Arbeitsanweisung → Schreibe den Text über IT-Security und Krisenkommunikation weiter und setze direkt nach seiner letzten Zeile ein.

Vorliegender Text →
※
IT-Security und Krisenkommunikation: Wie umgehen mit Krisen?

Die Wahrscheinlichkeit, dass ein Unternehmen mindestens einmal von einer Krise betroffen sein wird, läuft stark gen 100%. Bereits im Jahr 2016 schätzten die beiden Kommunikationsforscher Jörg Forthmann und Roland Heintze in einer Studie, dass die Wahrscheinlichkeit für eine Kommunikationskrise um 75% gestiegen ist. Und öffentliche Krisen betreffen nicht nur die Leader der Branche – in jeder Situation eines Unternehmens, egal ob Leader, Rising Star oder Start Up – eine Krise und mangelhafte Kommunikation kann die Existenz der gesamten Unternehmung gefährden.

Was ist eine Krise?
※
Datensätze →
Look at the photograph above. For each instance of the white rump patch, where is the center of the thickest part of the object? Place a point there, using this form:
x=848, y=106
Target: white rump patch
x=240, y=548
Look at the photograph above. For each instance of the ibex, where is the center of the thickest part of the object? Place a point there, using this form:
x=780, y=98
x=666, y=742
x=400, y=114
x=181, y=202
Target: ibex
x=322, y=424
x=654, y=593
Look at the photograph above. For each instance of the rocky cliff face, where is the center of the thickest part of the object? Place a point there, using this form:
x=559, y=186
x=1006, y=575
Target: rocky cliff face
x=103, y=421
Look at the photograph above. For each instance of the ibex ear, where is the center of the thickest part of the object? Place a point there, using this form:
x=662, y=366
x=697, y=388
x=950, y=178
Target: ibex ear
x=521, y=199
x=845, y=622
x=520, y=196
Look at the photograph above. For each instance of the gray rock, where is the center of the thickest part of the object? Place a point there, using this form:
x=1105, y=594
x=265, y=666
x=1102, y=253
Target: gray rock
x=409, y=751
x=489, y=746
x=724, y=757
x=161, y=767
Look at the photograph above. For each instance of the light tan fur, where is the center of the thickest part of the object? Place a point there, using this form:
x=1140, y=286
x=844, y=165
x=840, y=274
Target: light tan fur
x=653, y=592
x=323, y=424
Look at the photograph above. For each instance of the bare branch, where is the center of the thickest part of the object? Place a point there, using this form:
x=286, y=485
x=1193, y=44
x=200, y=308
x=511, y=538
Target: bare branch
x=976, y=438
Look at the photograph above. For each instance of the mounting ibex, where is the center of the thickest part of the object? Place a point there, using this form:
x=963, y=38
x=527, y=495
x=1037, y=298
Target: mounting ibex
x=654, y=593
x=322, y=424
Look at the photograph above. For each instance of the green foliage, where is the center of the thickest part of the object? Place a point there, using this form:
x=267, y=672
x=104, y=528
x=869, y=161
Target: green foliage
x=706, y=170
※
Lösung der Aufgabe →
Die Definition einer Krise ist laut dem Politikwissenschaftler Manfred G. Schmidt im „Allgemeinen ein Höhepunkt oder Wendepunkt einer gefährlichen Konfliktentwicklung in einem natürlichen oder sozialen System, dem eine massive und problematische Funktionsstörung über einen gewissen Zeitraum vorausging und der eher kürzer als länger andauert.“ Dies lässt sich auf Unternehmen übertragen. Dabei sind Krisen von folgenden Merkmalen gekennzeichnet:

  • Es gibt einen Verdacht auf und ein Eintreten von Störfällen.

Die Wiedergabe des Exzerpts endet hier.